Available data:
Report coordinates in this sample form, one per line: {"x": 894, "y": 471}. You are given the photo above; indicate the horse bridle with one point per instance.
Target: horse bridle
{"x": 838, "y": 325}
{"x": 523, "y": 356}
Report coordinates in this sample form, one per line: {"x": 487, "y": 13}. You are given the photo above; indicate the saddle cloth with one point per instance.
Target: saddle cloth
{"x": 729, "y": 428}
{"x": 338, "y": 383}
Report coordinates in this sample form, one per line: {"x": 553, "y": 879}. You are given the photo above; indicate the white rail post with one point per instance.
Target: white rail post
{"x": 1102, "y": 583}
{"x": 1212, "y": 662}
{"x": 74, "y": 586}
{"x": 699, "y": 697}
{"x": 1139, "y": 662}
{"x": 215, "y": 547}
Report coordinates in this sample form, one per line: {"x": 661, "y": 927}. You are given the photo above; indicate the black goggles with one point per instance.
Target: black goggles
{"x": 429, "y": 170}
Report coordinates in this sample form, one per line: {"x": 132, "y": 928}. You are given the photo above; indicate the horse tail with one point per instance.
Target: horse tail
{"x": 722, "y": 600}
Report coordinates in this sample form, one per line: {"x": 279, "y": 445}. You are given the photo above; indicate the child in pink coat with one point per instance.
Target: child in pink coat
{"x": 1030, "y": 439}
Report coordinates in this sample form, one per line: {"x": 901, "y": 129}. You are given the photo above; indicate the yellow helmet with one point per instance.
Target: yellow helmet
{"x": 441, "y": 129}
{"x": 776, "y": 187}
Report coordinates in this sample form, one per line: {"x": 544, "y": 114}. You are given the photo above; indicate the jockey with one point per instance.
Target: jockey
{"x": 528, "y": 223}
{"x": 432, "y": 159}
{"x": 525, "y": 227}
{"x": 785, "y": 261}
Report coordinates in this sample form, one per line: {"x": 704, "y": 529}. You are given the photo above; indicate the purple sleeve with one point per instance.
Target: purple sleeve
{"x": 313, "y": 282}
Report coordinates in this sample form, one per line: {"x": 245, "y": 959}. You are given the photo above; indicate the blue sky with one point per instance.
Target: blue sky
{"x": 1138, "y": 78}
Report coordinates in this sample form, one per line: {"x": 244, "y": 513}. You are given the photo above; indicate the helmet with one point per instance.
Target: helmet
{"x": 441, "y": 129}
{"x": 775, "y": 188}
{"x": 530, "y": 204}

Work required:
Every record above must be duplicated exactly.

Response below:
Report coordinates in this sample form, one per line: {"x": 894, "y": 471}. You are given the photo above; indicate the horse bridle with one point per instance.
Target: horse bridle
{"x": 838, "y": 325}
{"x": 523, "y": 356}
Report coordinates in this sample form, one per line: {"x": 487, "y": 13}. You are given the photo above; indicate the saddle cloth with one point per instance.
Target: saddle cloth
{"x": 729, "y": 428}
{"x": 338, "y": 383}
Report coordinates in this sample form, one per line: {"x": 553, "y": 879}. You are given the photo above; indicate the white rail post with one point per instance.
Target: white rail post
{"x": 1102, "y": 583}
{"x": 1212, "y": 662}
{"x": 74, "y": 586}
{"x": 699, "y": 697}
{"x": 1139, "y": 662}
{"x": 215, "y": 547}
Report coordinates in this sample form, one per line: {"x": 661, "y": 927}. You are given the photo above; indicate the black goggles with one point per instance.
Target: black goggles
{"x": 429, "y": 170}
Report coordinates in this sample form, one per line: {"x": 132, "y": 928}. You are given the photo above; indicate the horse tail with one point per instance.
Target: horse tail
{"x": 722, "y": 600}
Report coordinates in this sample form, one per line: {"x": 279, "y": 445}. You are given the photo above; indicate the child in pink coat with one point per instance.
Target: child in pink coat
{"x": 1030, "y": 439}
Report coordinates in this sample form, one per line: {"x": 901, "y": 129}. You are given the photo above; indicate the yellow helmet with one point per instance.
Target: yellow helmet
{"x": 441, "y": 129}
{"x": 776, "y": 187}
Report coordinates in this sample form, one per line: {"x": 544, "y": 114}. You are given the photo above; indicate the jockey with one point per instance.
Target: jockey
{"x": 528, "y": 223}
{"x": 432, "y": 159}
{"x": 525, "y": 227}
{"x": 785, "y": 261}
Report coordinates in this sample form, one per line: {"x": 704, "y": 529}. You are given the photo above; indicate the purple sleeve with one point per instance.
Target: purple sleeve
{"x": 313, "y": 282}
Report coordinates in this sample form, one per line: {"x": 245, "y": 959}. You are given the photo above; indicate the blue sky with one point per instance.
Target: blue sky
{"x": 1138, "y": 78}
Report coordinates in this sample form, one per line: {"x": 244, "y": 513}. You are given the photo above; indicate the helmet with one point per instance.
Target: helmet
{"x": 441, "y": 129}
{"x": 775, "y": 188}
{"x": 530, "y": 204}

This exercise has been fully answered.